TEXT PROVIDED –
....

[Multi Tenancy] migrating tenant data from one druid cluster to other

Hi All

We plan to use the Tranquility stream push model for real time ingestion of data for multiple Tenants. As discussed in the docs: http://druid.io/docs/latest/querying/multitenancy.html, We have 2 options here:

  1. Use same datasource for all Tenants.
  2. Use different datasources for each Tenant.
    We also foresee a use case like migrating some Tenant’s data from one Druid cluster to some other Druid cluster.

Question 1) With this requirement, does it make sense to have each Tenant data in different data source?

Question 2) And if this is right approach then there seems to be a scalability issue with respect to number of indexing tasks in the setup. For example, with following ingestion spec definition:

  1. segment granularity = 1hr
  2. window period = 10 minutes
  3. partitions = 3
  4. replication = 2

will result in 6 concurrent indexing tasks for each Tenant, and as we have to scope in for intersecting period, druid cluster should have a capacity of 12 workers for each Tenant. So, if the number of tenants keep increasing

This does’t seems to be extendable as we are adding 12 tasks(cores) for each Tenant, so what is the preferred way for segregating the multiple tenants data in Druid, keeping in mind that we might have to migrate one tenant data to other cluster what is the best approach?

....

AVAILABLE DATA –
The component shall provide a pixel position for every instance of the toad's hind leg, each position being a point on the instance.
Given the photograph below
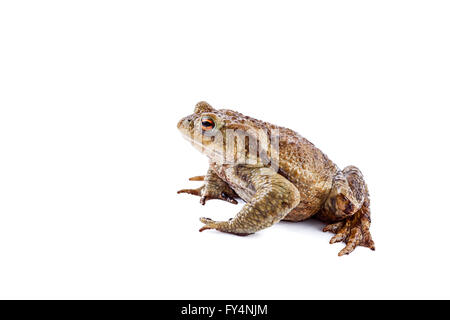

....

EXERCISE OBJECTIVE – Retype the passage of the Druid multi-tenancy forum post that starts at the words "[Multi Tenancy] migrating" and ends after "different data source?".

TASK SOLUTION –
[Multi Tenancy] migrating tenant data from one druid cluster to other

Hi All

We plan to use the Tranquility stream push model for real time ingestion of data for multiple Tenants. As discussed in the docs: http://druid.io/docs/latest/querying/multitenancy.html, We have 2 options here:

  1. Use same datasource for all Tenants.
  2. Use different datasources for each Tenant.
    We also foresee a use case like migrating some Tenant’s data from one Druid cluster to some other Druid cluster.

Question 1) With this requirement, does it make sense to have each Tenant data in different data source?